Image object location entries:
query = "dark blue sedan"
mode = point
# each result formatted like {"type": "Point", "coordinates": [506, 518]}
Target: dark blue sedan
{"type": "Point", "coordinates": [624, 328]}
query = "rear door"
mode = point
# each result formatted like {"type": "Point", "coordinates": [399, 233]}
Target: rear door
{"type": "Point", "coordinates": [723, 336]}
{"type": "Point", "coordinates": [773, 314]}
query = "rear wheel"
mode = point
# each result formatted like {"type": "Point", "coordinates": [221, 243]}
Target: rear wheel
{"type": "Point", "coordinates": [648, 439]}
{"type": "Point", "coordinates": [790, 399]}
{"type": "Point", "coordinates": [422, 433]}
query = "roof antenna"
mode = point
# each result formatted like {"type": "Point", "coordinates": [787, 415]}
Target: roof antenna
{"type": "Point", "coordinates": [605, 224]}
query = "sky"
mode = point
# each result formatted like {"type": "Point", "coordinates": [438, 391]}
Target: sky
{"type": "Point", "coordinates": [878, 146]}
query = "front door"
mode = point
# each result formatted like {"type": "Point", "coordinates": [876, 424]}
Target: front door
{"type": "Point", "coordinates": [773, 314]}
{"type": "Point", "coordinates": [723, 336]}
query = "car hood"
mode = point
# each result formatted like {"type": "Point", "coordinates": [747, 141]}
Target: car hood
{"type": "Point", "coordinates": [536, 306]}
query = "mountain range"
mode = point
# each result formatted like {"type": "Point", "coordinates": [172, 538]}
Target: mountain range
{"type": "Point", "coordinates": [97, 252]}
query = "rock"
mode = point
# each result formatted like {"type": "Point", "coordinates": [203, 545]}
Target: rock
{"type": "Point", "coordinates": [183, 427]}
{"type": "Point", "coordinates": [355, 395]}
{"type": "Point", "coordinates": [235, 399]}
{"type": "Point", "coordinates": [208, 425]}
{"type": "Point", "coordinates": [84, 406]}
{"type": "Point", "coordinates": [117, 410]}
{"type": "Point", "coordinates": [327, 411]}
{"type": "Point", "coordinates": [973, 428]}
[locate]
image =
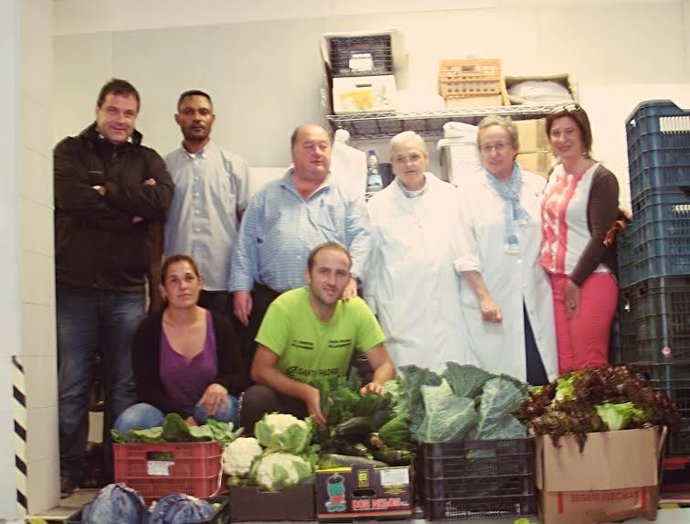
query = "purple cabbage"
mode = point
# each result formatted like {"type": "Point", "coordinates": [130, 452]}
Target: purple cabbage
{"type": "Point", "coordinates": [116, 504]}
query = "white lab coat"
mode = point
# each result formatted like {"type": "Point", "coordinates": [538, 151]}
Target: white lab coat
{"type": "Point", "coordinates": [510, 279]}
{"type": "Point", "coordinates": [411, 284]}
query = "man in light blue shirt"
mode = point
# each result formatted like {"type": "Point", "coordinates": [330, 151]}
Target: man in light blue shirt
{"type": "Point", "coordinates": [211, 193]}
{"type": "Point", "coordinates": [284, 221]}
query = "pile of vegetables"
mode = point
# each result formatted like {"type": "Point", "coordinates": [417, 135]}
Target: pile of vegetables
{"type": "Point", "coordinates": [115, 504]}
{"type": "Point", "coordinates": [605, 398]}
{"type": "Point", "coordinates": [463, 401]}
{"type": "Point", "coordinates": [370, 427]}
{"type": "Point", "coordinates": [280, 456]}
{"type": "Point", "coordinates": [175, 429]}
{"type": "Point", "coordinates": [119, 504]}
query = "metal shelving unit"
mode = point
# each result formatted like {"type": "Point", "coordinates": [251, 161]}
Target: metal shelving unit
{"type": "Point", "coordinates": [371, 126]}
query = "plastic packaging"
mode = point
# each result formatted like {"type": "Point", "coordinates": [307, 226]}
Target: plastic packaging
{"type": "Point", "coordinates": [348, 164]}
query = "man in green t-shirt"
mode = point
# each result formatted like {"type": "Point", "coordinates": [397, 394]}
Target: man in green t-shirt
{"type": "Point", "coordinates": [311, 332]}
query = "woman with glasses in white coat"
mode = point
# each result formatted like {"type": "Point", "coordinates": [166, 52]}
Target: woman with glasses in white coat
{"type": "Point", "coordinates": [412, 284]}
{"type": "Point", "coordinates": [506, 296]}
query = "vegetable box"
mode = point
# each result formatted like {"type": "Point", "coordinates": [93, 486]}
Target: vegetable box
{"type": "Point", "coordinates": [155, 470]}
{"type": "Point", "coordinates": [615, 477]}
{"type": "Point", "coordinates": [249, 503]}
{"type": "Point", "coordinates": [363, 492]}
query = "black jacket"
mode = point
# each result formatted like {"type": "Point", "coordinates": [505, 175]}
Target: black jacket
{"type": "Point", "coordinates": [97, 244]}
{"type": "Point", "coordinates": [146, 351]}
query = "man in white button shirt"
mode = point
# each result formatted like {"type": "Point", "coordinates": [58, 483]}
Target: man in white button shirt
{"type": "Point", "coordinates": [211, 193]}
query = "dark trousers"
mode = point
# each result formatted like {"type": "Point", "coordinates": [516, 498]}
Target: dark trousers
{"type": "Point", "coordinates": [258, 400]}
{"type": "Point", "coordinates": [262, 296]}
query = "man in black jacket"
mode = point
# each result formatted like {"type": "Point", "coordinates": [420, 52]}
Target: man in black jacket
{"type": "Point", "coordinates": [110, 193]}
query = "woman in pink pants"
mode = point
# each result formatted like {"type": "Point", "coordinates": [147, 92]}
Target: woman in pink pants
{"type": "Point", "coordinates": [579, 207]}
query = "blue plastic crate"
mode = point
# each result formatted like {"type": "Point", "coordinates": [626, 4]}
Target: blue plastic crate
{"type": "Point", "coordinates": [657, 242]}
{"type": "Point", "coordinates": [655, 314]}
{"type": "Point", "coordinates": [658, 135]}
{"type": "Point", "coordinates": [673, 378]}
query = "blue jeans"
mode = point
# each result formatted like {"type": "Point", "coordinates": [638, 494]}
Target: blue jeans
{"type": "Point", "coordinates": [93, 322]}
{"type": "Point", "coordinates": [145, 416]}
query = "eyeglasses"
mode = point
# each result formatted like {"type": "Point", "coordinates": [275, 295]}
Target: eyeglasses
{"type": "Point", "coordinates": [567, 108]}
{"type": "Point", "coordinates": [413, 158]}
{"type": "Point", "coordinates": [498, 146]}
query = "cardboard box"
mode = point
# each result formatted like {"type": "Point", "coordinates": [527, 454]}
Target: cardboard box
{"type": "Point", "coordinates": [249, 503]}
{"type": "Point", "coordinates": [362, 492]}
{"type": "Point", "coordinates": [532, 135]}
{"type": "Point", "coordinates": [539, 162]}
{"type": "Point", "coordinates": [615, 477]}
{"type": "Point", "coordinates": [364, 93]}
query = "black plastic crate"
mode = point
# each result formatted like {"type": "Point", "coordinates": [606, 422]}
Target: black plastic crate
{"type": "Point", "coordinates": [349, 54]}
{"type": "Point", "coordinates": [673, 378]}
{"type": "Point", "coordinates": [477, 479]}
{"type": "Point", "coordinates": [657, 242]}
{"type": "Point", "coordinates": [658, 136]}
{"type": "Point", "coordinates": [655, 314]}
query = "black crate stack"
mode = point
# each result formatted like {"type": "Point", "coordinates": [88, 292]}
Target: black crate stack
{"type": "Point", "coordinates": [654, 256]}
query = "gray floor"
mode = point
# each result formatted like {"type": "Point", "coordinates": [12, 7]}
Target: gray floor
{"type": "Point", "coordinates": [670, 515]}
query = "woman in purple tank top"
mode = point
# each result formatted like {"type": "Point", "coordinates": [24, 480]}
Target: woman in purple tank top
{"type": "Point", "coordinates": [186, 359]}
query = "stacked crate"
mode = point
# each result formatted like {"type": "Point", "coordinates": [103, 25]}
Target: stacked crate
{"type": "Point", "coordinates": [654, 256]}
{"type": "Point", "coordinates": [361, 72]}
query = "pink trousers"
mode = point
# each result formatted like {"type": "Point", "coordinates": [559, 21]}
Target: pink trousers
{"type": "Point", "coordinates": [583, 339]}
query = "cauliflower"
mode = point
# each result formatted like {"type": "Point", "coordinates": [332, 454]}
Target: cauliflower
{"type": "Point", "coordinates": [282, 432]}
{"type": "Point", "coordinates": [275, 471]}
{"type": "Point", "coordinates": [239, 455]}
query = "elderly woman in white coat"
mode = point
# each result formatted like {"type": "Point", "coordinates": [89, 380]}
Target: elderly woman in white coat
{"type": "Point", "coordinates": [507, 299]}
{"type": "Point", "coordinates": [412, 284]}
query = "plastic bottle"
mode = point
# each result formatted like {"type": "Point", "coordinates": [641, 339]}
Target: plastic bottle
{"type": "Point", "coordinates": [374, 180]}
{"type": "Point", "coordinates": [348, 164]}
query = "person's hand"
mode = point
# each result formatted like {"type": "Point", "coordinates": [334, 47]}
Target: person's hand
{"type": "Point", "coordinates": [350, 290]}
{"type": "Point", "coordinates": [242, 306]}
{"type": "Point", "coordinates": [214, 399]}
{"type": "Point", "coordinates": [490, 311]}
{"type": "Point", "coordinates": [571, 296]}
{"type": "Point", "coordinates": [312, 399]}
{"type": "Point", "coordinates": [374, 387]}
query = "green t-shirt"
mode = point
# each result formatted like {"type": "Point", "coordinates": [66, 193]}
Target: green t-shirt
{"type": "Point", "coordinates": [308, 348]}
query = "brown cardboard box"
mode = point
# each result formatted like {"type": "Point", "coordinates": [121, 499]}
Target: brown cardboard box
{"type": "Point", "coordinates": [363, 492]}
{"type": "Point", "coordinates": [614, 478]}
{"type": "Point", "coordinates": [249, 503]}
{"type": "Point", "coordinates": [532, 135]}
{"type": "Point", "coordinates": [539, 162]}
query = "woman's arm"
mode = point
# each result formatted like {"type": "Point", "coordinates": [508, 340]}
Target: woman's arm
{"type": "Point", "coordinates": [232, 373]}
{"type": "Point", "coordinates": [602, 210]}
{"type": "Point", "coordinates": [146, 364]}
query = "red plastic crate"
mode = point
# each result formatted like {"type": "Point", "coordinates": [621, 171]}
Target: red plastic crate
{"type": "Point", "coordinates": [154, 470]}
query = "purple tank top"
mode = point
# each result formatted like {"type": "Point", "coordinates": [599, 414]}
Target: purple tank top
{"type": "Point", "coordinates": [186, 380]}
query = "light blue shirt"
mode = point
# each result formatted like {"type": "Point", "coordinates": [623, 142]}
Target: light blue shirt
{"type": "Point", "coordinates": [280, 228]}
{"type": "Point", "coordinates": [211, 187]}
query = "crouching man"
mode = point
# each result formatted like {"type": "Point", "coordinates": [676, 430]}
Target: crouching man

WHAT TO PRODUCE: Pick out and copy every line of the records above that contains the string "tank".

SOLVED EXERCISE:
query = "woman in purple tank top"
Target: woman in purple tank top
query = "purple tank top"
Target: purple tank top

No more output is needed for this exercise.